◆ Extracted data entries
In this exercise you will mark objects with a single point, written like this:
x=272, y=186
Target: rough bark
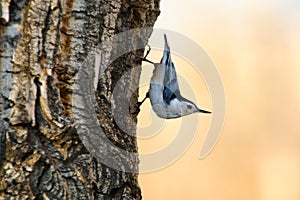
x=43, y=44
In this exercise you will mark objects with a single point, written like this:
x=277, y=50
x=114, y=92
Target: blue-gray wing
x=171, y=89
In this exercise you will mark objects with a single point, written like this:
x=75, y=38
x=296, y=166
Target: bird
x=164, y=94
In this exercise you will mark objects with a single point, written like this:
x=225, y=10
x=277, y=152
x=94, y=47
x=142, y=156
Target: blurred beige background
x=256, y=48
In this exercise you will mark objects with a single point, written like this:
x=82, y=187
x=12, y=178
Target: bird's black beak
x=203, y=111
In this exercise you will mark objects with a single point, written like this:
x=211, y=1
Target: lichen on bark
x=43, y=45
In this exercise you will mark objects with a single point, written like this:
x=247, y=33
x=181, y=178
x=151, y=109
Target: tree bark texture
x=43, y=45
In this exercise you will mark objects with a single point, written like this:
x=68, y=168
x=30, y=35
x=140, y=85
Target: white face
x=189, y=108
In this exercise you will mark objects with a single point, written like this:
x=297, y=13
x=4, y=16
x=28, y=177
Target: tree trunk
x=43, y=47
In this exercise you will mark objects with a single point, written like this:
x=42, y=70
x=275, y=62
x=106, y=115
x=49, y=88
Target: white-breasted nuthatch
x=164, y=92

◆ Task prompt
Exactly as they appear above, write out the line containing "Target: tree bark texture" and each line that comes after it in the records.

◆ Result of this exercise
Target: tree bark texture
x=43, y=45
In this exercise you will mark objects with a single point, written like this:
x=68, y=168
x=30, y=35
x=140, y=85
Target: white face
x=189, y=108
In this exercise you will mark objects with a single point, written like this:
x=297, y=13
x=4, y=16
x=28, y=177
Target: tree trunk
x=43, y=47
In this exercise you will mark objects with a single point, written like this:
x=42, y=70
x=275, y=62
x=106, y=115
x=49, y=88
Target: white-breasted nuthatch
x=164, y=92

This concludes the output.